▶ **Description of the task**: Please output exactly the run of lines that starts at the line with "query | bicycle fender" and ends at the last line of the records below.

▶ **Extracted data**:
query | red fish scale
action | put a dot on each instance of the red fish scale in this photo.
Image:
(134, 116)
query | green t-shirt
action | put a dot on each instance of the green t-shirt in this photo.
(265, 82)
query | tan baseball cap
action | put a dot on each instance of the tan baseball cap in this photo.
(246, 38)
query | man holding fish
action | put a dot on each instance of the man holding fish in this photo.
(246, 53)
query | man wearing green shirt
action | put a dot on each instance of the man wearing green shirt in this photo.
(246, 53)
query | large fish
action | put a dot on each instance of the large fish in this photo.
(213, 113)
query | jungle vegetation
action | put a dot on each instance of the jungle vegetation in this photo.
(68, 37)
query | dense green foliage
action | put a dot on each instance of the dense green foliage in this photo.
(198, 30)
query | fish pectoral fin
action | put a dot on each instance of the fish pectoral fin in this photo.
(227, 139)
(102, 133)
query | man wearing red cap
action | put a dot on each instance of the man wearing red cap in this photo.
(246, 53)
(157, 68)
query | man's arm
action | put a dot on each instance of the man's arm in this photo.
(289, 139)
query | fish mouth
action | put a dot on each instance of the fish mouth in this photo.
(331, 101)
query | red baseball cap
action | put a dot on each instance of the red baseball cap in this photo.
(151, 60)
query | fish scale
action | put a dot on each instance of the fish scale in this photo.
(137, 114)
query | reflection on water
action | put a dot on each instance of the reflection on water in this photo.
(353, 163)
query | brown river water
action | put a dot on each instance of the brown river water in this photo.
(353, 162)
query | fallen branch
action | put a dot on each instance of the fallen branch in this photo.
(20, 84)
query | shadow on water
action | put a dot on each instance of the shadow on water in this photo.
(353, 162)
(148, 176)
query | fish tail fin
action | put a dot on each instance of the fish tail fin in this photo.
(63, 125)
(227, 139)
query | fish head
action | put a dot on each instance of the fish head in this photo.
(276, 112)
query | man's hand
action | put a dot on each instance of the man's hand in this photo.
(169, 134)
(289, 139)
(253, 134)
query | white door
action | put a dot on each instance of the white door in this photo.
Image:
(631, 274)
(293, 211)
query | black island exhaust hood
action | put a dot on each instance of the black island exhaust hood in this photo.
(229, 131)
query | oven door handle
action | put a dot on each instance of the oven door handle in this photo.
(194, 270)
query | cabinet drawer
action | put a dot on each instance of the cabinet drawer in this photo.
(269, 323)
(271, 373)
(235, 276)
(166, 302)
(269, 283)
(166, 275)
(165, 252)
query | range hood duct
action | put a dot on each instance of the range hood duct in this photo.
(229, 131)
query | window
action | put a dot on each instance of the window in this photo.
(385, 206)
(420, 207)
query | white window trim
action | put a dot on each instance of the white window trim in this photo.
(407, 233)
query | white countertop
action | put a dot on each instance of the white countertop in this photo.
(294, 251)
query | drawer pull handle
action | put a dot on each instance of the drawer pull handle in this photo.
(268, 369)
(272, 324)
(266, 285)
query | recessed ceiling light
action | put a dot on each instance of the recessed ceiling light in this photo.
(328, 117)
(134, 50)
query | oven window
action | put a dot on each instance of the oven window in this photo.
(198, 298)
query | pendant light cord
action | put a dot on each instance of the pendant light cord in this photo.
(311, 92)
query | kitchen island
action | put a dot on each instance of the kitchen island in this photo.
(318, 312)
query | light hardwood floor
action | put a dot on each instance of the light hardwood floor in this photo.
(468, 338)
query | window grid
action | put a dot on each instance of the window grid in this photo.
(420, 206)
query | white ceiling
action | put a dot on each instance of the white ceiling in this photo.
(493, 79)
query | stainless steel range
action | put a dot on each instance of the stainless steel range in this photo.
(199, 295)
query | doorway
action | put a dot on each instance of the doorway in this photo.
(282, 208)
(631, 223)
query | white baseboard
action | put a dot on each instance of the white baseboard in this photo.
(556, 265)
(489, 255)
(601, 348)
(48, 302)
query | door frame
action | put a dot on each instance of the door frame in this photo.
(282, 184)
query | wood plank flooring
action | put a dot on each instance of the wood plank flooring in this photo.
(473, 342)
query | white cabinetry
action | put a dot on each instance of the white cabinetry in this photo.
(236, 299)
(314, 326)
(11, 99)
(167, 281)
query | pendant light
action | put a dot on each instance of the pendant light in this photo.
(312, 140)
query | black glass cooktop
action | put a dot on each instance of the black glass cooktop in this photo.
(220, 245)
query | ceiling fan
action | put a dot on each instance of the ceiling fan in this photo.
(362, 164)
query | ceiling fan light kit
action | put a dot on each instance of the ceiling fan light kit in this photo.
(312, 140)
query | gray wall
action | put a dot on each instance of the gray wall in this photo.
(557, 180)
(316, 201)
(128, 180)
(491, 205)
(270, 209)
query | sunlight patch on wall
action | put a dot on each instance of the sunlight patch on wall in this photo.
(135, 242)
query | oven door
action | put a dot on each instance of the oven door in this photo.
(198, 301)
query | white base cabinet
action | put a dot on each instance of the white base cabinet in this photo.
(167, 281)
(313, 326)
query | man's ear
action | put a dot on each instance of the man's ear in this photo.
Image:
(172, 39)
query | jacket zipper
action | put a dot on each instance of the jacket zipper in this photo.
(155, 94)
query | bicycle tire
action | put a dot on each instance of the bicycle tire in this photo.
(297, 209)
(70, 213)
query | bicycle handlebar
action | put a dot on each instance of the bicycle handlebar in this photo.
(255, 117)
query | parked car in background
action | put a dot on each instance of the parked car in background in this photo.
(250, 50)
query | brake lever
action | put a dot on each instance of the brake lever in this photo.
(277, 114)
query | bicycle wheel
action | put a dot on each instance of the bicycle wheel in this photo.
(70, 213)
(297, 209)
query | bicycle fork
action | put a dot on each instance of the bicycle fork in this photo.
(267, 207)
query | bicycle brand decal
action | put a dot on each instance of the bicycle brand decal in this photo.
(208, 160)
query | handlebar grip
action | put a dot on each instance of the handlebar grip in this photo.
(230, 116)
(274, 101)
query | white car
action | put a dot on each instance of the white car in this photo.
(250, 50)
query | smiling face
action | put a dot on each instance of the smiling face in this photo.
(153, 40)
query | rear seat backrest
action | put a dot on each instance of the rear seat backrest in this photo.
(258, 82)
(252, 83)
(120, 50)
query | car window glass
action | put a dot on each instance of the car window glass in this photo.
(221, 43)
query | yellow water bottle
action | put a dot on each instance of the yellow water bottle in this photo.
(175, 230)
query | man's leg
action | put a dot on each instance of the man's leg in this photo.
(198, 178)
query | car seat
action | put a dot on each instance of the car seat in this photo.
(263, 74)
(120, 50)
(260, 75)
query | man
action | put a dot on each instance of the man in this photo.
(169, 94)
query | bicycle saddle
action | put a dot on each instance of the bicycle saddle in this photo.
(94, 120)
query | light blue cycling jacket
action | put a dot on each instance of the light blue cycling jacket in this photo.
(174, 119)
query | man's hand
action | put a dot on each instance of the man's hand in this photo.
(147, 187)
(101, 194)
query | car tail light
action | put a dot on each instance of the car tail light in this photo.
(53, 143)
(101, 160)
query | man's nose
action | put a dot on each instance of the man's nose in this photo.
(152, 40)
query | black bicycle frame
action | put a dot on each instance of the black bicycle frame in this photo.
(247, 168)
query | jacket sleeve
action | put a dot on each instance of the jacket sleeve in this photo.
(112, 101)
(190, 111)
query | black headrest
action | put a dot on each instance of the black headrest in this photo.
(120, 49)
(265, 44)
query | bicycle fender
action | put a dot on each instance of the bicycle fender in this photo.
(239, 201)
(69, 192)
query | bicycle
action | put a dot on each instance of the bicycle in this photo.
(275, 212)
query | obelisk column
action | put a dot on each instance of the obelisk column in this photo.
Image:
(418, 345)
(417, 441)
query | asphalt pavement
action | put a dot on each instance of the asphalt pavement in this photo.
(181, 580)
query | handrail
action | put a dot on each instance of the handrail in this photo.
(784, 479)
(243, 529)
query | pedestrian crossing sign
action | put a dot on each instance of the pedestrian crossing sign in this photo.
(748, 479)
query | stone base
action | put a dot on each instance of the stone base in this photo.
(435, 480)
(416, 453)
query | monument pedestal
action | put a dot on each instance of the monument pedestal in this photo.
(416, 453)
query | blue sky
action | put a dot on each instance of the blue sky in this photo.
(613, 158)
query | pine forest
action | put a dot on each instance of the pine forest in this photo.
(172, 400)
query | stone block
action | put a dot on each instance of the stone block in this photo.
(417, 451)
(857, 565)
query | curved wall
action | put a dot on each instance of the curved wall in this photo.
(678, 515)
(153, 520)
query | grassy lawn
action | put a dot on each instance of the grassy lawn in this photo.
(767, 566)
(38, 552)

▶ **Response**:
query | bicycle fender
action | put a dot on each instance of the bicycle fender in this photo.
(239, 201)
(69, 192)
query | bicycle
action | put a dot on each instance of the bicycle in this photo.
(275, 212)
query | obelisk column
action | put a dot on each instance of the obelisk column in this photo.
Image:
(418, 345)
(417, 441)
query | asphalt pavement
action | put a dot on each instance of the asphalt pavement in this photo.
(181, 580)
query | handrail
action | put a dot on each instance of the handrail in this photo.
(784, 479)
(243, 529)
query | pedestrian crossing sign
action | put a dot on each instance of the pedestrian crossing sign in this photo.
(748, 479)
query | stone base
action | put a dot on each instance of the stone base in this photo.
(435, 480)
(416, 453)
query | monument pedestal
action | put a dot on each instance of the monument pedestal in this photo.
(416, 453)
query | blue sky
action | put a dot on each instance of the blue sky in this photo.
(613, 158)
query | pine forest
action | put a dot on each instance of the pine forest in this photo.
(172, 400)
query | stone block
action | put a dot on each instance of the stone block in this photo.
(417, 451)
(857, 565)
query | curved wall
action | put a dot on each instance of the curved wall in this photo.
(678, 515)
(153, 520)
query | grassy lawn
action | put a dot on each instance of the grassy lawn in this photo.
(767, 566)
(38, 552)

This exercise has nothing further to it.